* [TESTO FORNITO]:
Riflessioni in tema di misure protettive e cautelari nella composizione negoziata

18 Aprile 2023

L'Autore svolge alcune riflessioni a margine delle misure protettive e cautelari poste, dal CCII, a presidio della salvaguardia e protezione delle trattative tra il debitore ed i suoi interlocutori nell'ambito della composizione negoziata della crisi. Viene altresì avanzata una ipotesi di distinzione, in termini generali, tra le stesse misure protettive e cautelari.

Fuori da una lettura meramente compilativa delle norme, va detto che la composizione negoziata della crisi, intesa come istituto ed insieme di norme che lo definiscono, è il punto di arrivo di una elaborazione almeno ventennale.

* [DATI FORNITI]:
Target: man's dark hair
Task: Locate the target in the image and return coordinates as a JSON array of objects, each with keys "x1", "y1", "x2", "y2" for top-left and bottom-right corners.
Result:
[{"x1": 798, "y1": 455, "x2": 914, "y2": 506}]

* [COMPITO RICHIESTO]:
Per favore, rispondi a queste domande sul testo relativo alle misure protettive e cautelari:
(a) Quale data porta il testo?
(b) Tra chi si svolgono le trattative che queste misure salvaguardano?
(c) Di quale elaborazione la composizione negoziata della crisi è il punto di arrivo?

* [RISPOSTA COMPLETA]:
(a) 18 aprile 2023.
(b) Tra il debitore e i suoi interlocutori.
(c) Di una elaborazione almeno ventennale.